» WORK REQUEST 1:
Answer these questions using the blog post on viral videos:
(a) Who is the chief executive of Ripe TV?
(b) Where does Aaron Yonda work?
(c) On what date did YouTube put "Chad Vader" on its homepage?
» WORK REQUEST 2: Carry on the blog post about viral videos from the point where it stops.
[[ EXCERPT PROVIDED open ]]
CinemaTech
[ Digital cinema, democratization, and other trends remaking the movies ]

AD: Fans, Friends & Followers

Sunday, July 30, 2006

Viral videos (with bonus comments from JibJab, Mr. Evolution of Dance, and Aaron Yonda of `Chad Vader') ... SIGGRAPH starts in Boston

- My Entertainment 2.0 column today focuses on viral video. The headline is `Low-budget viral videos attract TV-sized audiences'. Here's the gist:

    Traditional network TV is far from dead, but viral video -- short clips that garner attention via e-mail links that circulate like wildfire -- is an important and impressive new force that is shaking up the world of content and advertising.


    ...``Just like the Internet changed the way people book their travel, or do their banking, the Internet's changing the way we relate to entertainment," says Ryan Magnussen, chief executive of Ripe TV, a Los Angeles company that produces video content for the Web, handheld devices, and cable TV. ``The value of NBC in the past was their distribution platform, which was incredibly powerful. But that's now starting to break down."



As part of my reporting, I got the chance to correspond via e-mail with Judson Laipply, who made "Evolution of Dance," and talk with Gregg Spiridellis, who (with his brother Evan) made "This Land" and "It's Good to Be in D.C.", and Aaron Yonda, part of the group that made "Chad Vader: Day Shift Manager." (Aaron wasn't quoted in the piece, unfortunately.)


Yonda works at a custom metal shop in Madison, Wisconsin, and hopes his viral video work might get him noticed and create opportunities in the entertainment industry. Many of the videos he has made with collaborator Matt Sloan, on the site Channel101.com, have gotten 11,000 or 12,000 views... but when YouTube put "Chad Vader" on its homepage on July 17, suddenly it hit a million views. Yonda told me the budget for the video was about $2000, and they made it over the course of two months. "The primary payoff is having people like it," he said. "The secondary payoff has been that people go and check out our other videos, which don't use [George Lucas'] copyrighted characters."
[[ EXCERPT PROVIDED closed ]]
[[ RAW DATA open ]]
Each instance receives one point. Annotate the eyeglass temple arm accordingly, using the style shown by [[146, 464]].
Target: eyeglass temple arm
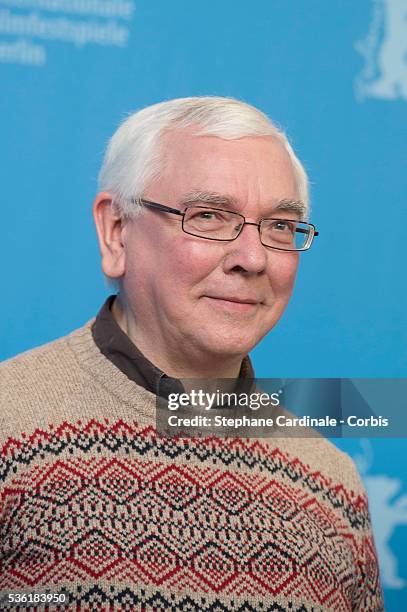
[[161, 207], [304, 231]]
[[ RAW DATA closed ]]
» EXPECTED ANSWER 1:
(a) Ryan Magnussen
(b) At a custom metal shop in Madison, Wisconsin
(c) July 17

» EXPECTED ANSWER 2:
Gregg Spiridellis said that JibJab isn't planning to make a political video for this year's mid-term elections -- which is too bad. Their main focus right now is on attracting other talented animators and video-makers to their site. "We're trying to figure out new production models," he said. "How do we coordinate and produce and cultivate talent in a way that reflects the economics of online [entertainment]? It will be very different from the development process for a TV sitcom. How do you create a virtual organization to make stuff, where you don't have a bunch of writers sitting at desks in your office full-time?"


I asked Judson Laipply whether he thinks there is a formula for making viral videos go viral, and whether he had an edge over others, since he'd cracked the code once. He wrote, in an e-mail:


    I don't think that viral videos have a formula yet. In fact I think that is what makes it so interesting. What makes one person forward a video over another? Is it that something is so funny? That the skill level is high? An Original idea? I don't think I would have any advantage over the next person because of my previous success.

Judson said his next video -- a new "Evolution of Dance" routine -- will be out right after Labor Day.


- Also, SIGGRAPH 2006 opens today in Boston. About 25,000 people are expected, according to the Boston Herald.